• [EXERCISE BRIEF] With pictures left out, extract every line between the start of the records below and the line holding "Target: gymnast's ear", inclusive.

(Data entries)
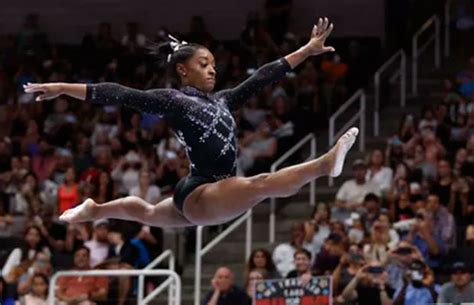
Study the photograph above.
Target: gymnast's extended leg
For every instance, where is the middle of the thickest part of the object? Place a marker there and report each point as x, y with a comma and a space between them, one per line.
163, 214
214, 203
221, 201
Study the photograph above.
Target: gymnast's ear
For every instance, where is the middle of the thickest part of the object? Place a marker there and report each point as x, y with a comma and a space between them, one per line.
181, 69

• [WRITTEN RESPONSE]
Study the photograph above.
Target: gymnast's extended leg
For every instance, where is the middle of the thickest part of the object? Place a marker there and report each point as x, y with a comma and a space between them, one per line.
163, 214
214, 203
221, 201
Study the photograph above.
Target: gymnast's ear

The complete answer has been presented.